[Document extract]:
-- BEGIN --
From: Gao Xiang <hsiangkao@redhat.com>
To: Dave Chinner <david@fromorbit.com>
Cc: linux-xfs@vger.kernel.org
Subject: Re: [RFC PATCH 1/4] xfs: support deactivating AGs
Date: Thu, 15 Apr 2021 15:08:33 +0800 [thread overview]
Message-ID: <20210415070833.GD1864610@xiangao.remote.csb> (raw)
In-Reply-To: <20210415062824.GN63242@dread.disaster.area>
Hi Dave,
On Thu, Apr 15, 2021 at 04:28:24PM +1000, Dave Chinner wrote:
> On Thu, Apr 15, 2021 at 12:28:37PM +0800, Gao Xiang wrote:
> > Hi Dave,
> >
> > On Thu, Apr 15, 2021 at 01:42:55PM +1000, Dave Chinner wrote:
> > > On Thu, Apr 15, 2021 at 03:52:37AM +0800, Gao Xiang wrote:
> > > > To get rid of paralleled requests related to AGs which are pending
> > > > for shrinking, mark these perags as inactive rather than playing
> > > > with per-ag structures theirselves.
> > > >
> > > > Since in that way, a per-ag lock can be used to stablize the inactive
> > > > status together with agi/agf buffer lock (which is much easier than
> > > > adding more complicated perag_{get, put} pairs..) Also, Such per-ags
> > > > can be released / reused when unmountfs / growfs.
> > > >
> > > > On the read side, pag_inactive_rwsem can be unlocked immediately after
> > > > the agf or agi buffer lock is acquired. However, pag_inactive_rwsem
> > > > can only be unlocked after the agf/agi buffer locks are all acquired
> > > > with the inactive status on the write side.
> > > >
> > > > XXX: maybe there are some missing cases.
> > > >
> > > > Signed-off-by: Gao Xiang <hsiangkao@redhat.com>
> > > > ---
> > > > fs/xfs/libxfs/xfs_ag.c | 16 +++++++++++++---
> > > > fs/xfs/libxfs/xfs_alloc.c | 12 +++++++++++-
> > > > fs/xfs/libxfs/xfs_ialloc.c | 26 +++++++++++++++++++++++++-
> > > > fs/xfs/xfs_mount.c | 2 ++
> > > > fs/xfs/xfs_mount.h | 6 ++++++
> > > > 5 files changed, 57 insertions(+), 5 deletions(-)
> > > >
> > > > diff --git a/fs/xfs/libxfs/xfs_ag.c b/fs/xfs/libxfs/xfs_ag.c
> > > > index c68a36688474..ba5702e5c9ad 100644
> > > > --- a/fs/xfs/libxfs/xfs_ag.c
> > > > +++ b/fs/xfs/libxfs/xfs_ag.c
> > > > @@ -676,16 +676,24 @@ xfs_ag_get_geometry(
> > > > if (agno >= mp->m_sb.sb_agcount)
-- END --
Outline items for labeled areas
-- BEGIN --
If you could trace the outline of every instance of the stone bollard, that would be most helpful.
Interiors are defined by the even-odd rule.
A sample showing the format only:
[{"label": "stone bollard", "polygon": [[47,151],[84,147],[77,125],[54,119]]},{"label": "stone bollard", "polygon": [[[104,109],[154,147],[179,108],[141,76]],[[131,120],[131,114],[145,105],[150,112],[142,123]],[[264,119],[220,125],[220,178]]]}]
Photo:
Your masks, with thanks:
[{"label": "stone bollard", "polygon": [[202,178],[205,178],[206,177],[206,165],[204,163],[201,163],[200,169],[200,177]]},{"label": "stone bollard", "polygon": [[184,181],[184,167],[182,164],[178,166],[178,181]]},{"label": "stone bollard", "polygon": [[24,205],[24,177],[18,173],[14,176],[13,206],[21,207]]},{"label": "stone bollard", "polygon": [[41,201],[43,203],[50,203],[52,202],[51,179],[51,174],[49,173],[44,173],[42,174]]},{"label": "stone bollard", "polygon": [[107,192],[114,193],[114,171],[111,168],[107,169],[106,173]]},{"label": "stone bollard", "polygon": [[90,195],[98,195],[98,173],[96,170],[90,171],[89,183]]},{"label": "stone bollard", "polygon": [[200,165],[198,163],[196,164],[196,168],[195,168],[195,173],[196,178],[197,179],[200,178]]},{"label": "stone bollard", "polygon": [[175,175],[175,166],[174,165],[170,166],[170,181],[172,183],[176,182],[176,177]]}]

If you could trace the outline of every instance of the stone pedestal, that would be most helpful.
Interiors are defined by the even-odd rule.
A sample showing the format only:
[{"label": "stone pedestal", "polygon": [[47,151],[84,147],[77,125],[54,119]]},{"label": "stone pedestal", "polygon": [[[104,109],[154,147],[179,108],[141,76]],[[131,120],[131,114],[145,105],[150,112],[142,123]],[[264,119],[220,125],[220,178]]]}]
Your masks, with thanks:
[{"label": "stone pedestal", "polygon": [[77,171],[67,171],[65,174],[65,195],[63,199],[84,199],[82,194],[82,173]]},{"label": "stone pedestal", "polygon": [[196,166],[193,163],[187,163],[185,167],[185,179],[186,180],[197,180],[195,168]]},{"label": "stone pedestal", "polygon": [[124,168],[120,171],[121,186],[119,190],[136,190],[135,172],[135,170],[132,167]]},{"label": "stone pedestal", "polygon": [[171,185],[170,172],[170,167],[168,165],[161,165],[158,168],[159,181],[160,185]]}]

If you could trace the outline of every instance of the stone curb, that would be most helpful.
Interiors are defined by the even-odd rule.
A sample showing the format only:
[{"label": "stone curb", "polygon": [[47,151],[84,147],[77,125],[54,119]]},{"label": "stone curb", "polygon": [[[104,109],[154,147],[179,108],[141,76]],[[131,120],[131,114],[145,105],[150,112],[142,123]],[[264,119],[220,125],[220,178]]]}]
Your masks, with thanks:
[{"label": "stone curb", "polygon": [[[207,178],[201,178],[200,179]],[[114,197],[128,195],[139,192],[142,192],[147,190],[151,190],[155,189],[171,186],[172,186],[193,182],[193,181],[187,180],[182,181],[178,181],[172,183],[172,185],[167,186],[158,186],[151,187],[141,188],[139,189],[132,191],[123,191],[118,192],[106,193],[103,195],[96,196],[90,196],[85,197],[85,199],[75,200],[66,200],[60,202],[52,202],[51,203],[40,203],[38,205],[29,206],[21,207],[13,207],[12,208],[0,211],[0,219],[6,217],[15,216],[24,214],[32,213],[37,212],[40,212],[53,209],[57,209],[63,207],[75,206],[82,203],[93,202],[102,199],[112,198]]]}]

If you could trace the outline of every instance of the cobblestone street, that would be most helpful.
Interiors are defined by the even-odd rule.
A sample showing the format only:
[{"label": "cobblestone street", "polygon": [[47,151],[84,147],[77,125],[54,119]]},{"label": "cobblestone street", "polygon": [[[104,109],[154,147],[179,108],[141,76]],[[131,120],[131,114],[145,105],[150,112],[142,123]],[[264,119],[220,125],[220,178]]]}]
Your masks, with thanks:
-- END --
[Set tasks]:
1. In the email thread about deactivating XFS AGs, how many insertions and deletions does the patch make?
2. Resume the email thread about deactivating XFS AGs, starting right after its last line.

[The results]:
1. 57 insertions and 5 deletions.

2.
> > > > return -EINVAL;
> > > >
> > > > + pag = xfs_perag_get(mp, agno);
> > > > + down_read(&pag->pag_inactive_rwsem);
> > >
> > > No need to encode the lock type in the lock name. We know it's a
> > > rwsem from the lock API functions...
> > >
> > > > +
> > > > + if (pag->pag_inactive) {
> > > > + error = -EBUSY;
> > > > + up_read(&pag->pag_inactive_rwsem);
> > > > + goto out;
> > > > + }
> > >
> > > This looks kinda heavyweight. Having to take a rwsem whenever we do
> > > a perag lookup to determine if we can access the perag completely
> > > defeats the purpose of xfs_perag_get() being a lightweight, lockless
> > > operation.
> >
> > I'm not sure if it has some regression since write lock will be only
> > taken when shrinking (shrinking is a rare operation), for most cases
> > which is much similiar to perag radix root I think.
>
> It's still an extra pair of atomic operation per xfs_perag_get/put()
> call pairs. pag_inactive being true is the slow/rare path, so we
> should be trying to keep the overhead of detecting that path out of
> all our fast paths...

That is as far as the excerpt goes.